BEGIN INPUT FOR THIS TASK

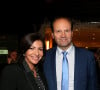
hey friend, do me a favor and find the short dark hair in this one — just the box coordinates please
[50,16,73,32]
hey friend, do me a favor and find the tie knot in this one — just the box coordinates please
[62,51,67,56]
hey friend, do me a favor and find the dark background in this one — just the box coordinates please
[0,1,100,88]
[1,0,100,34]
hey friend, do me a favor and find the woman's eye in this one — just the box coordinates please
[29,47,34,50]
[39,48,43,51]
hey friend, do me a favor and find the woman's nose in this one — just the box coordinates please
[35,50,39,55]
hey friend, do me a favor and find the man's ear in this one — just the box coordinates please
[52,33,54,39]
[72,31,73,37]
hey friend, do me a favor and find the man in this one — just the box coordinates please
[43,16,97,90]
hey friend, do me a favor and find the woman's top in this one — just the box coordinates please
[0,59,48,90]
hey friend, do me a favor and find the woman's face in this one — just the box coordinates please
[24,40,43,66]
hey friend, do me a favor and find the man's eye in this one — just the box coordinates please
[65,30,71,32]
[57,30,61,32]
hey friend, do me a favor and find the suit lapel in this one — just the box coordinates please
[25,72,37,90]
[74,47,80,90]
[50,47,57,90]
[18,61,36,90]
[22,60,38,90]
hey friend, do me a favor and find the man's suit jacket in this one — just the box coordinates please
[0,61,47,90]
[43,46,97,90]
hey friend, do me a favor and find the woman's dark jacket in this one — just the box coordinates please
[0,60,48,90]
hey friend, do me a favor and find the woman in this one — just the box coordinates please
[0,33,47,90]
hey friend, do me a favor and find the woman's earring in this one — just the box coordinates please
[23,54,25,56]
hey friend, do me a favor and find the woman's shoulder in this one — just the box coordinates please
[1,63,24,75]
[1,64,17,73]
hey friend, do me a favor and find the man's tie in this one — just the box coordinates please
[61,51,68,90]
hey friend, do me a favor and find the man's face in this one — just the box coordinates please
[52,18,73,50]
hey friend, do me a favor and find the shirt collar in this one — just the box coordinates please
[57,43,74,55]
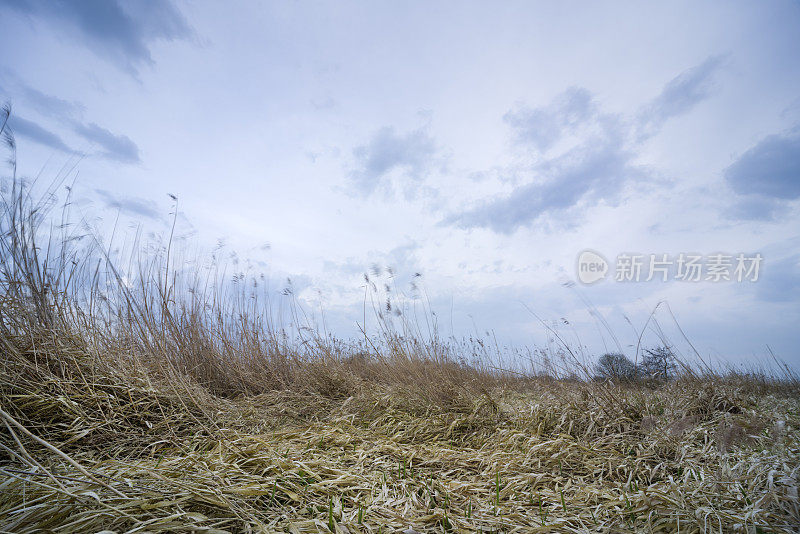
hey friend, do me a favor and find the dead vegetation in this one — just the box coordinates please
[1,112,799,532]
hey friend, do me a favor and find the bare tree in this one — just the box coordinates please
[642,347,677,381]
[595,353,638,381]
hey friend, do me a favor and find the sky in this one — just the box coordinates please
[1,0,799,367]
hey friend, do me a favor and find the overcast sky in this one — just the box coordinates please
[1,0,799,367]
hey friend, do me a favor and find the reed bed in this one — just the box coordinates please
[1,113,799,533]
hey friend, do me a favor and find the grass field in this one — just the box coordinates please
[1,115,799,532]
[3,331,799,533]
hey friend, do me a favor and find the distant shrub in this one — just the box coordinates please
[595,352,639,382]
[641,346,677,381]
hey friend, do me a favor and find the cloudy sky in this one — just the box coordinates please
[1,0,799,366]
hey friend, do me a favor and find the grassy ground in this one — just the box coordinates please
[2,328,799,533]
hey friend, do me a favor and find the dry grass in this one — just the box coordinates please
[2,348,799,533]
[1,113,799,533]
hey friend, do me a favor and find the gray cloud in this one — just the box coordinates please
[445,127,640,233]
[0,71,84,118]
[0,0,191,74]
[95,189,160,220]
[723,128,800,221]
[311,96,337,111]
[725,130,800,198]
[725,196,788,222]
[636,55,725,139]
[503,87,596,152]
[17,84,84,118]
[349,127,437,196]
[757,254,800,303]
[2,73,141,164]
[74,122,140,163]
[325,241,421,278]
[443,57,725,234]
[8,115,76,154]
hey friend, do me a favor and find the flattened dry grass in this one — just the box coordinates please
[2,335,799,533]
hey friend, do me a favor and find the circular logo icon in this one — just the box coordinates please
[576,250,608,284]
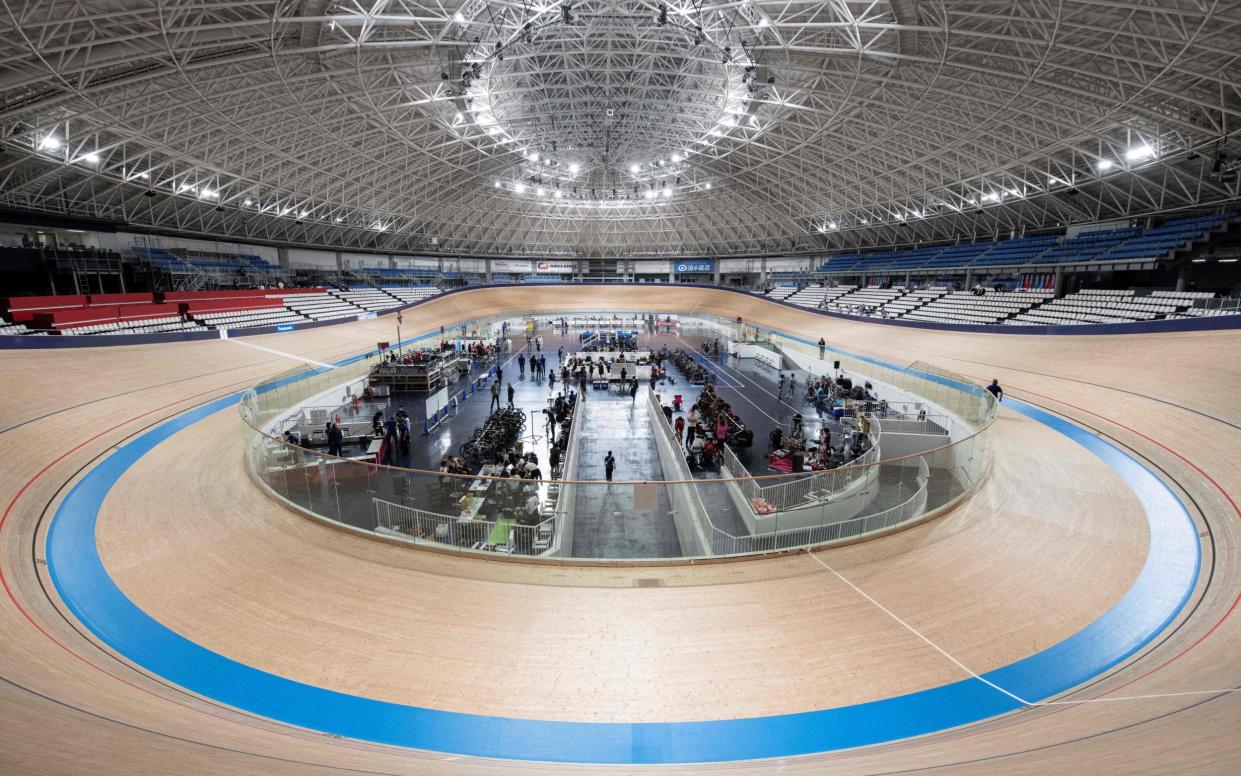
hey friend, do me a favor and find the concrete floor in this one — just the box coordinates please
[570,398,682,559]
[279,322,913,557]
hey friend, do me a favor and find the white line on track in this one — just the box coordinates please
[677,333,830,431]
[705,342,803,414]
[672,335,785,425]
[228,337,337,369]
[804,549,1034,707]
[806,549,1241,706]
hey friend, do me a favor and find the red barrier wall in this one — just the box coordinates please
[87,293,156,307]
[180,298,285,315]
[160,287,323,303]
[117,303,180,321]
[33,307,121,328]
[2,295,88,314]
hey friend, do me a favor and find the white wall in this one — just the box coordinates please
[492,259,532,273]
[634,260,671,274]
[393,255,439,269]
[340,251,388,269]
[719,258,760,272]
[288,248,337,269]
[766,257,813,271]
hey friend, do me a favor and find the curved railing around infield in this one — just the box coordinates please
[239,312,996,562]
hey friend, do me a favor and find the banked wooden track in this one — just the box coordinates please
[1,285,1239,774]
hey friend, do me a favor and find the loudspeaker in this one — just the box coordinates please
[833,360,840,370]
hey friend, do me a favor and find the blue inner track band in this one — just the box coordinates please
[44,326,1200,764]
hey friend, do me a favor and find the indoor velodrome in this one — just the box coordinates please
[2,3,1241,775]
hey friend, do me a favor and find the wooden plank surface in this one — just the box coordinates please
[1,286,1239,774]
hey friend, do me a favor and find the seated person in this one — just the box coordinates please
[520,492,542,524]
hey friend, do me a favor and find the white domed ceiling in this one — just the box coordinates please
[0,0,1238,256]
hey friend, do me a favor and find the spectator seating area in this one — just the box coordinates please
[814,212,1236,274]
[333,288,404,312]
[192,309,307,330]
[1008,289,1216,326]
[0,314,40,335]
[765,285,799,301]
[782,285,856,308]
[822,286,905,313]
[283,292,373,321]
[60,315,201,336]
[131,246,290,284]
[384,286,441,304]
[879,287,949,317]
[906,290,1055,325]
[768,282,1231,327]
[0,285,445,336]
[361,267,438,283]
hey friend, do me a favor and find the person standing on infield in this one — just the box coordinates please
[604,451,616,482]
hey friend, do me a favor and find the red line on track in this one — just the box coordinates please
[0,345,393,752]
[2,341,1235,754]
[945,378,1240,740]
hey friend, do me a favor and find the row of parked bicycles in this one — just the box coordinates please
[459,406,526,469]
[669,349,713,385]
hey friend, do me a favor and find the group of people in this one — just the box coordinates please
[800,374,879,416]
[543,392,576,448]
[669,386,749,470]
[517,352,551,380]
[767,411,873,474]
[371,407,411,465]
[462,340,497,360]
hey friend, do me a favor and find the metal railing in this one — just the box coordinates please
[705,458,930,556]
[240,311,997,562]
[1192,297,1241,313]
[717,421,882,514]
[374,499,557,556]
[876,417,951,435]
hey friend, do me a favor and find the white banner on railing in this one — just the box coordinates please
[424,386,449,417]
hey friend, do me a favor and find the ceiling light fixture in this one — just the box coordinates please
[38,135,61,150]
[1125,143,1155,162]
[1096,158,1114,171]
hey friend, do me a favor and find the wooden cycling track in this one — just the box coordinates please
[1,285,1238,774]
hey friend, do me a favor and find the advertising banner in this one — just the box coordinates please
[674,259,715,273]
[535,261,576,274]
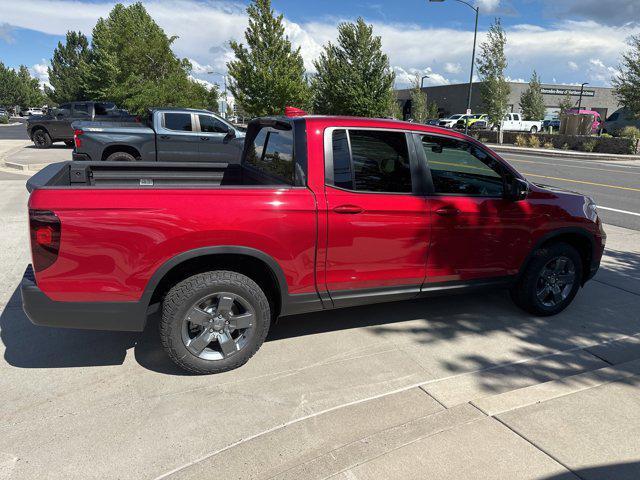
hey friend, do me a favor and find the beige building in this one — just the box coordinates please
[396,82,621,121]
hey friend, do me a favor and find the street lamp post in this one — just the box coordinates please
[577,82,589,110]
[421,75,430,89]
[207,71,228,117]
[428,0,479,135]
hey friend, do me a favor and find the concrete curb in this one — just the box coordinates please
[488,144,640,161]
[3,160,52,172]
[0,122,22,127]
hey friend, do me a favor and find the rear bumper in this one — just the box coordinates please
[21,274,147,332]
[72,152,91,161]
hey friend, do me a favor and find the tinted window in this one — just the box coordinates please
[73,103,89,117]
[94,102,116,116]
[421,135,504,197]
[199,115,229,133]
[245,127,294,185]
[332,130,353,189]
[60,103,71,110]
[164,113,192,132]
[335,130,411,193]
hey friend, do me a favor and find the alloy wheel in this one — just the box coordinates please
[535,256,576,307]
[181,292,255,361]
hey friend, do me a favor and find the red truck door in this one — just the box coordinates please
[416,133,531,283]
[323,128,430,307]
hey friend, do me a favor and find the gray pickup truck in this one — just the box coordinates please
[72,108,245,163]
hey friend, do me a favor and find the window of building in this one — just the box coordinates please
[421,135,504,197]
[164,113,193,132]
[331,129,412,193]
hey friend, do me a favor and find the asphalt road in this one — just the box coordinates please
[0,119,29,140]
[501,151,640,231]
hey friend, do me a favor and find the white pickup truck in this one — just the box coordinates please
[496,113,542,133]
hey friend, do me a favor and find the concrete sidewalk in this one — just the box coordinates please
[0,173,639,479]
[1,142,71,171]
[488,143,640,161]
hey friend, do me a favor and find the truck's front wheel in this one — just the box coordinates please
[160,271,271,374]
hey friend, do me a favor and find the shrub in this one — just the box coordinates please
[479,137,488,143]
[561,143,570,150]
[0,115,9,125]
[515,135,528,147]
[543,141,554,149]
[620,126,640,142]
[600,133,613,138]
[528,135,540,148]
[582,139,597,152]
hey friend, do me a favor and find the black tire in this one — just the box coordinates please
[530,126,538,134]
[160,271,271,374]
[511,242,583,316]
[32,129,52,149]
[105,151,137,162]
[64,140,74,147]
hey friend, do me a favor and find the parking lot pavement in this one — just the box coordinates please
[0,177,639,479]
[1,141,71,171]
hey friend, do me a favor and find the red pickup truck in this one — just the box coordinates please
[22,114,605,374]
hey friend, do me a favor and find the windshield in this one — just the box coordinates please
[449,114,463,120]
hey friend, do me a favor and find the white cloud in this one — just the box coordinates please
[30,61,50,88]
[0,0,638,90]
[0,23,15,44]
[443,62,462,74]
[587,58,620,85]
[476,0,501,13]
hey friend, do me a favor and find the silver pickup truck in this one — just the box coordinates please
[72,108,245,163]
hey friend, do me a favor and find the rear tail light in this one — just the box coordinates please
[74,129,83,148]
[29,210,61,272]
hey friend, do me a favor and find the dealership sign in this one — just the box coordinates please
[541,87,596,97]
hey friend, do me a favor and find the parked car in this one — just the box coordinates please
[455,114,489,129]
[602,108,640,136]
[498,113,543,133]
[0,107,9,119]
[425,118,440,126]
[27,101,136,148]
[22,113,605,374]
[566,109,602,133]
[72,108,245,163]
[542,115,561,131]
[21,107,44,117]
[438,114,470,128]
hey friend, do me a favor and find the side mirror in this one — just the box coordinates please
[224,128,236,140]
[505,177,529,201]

END INPUT FOR THIS TASK

**EXERCISE INSTRUCTIONS**
Could you set down exactly the lines above, from the one containing "hey friend, do me a favor and find the black" through the last, including both and nothing else?

**TASK OUTPUT**
hey friend, do me a favor and find the black tire in this one — just the box coordinates please
[530,126,538,134]
[160,271,271,374]
[511,242,583,316]
[32,129,52,149]
[105,151,137,162]
[64,140,74,147]
hey friend, do me a favor and find the parking lot pavement in this one — just the box coordinates please
[0,177,639,479]
[1,141,71,171]
hey friend, do me a favor and find the red pickup truck in this one — just the box coordinates please
[22,114,605,374]
hey friend, do me a favor and find the windshield in this one — just the box coordinates please
[449,114,463,120]
hey friend, do me a favor and find the white cloud in this one — just the box coordinates please
[30,61,50,88]
[0,0,638,90]
[0,23,15,44]
[443,62,462,74]
[587,58,620,85]
[476,0,501,13]
hey friend, do me a favor and find the silver pickup truck in this one — just the box coordinates please
[72,108,245,163]
hey friend, do me a favor and find the rear tail light in this one — just the box coordinates please
[74,129,83,148]
[29,210,61,272]
hey friend, do me a favor and find the dealership sign in this one — just the box coordinates please
[541,87,596,97]
hey friend, do me a favor and find the parked car in this one — just the box coordinates please
[455,114,489,129]
[602,108,640,136]
[498,113,543,133]
[0,107,9,119]
[425,118,440,126]
[27,101,136,148]
[22,113,605,374]
[566,109,602,133]
[72,108,245,163]
[542,115,561,131]
[21,107,44,117]
[438,114,470,128]
hey friend, do me a favor and find the side mirror in this one — just the box coordinates please
[224,128,236,140]
[505,177,529,201]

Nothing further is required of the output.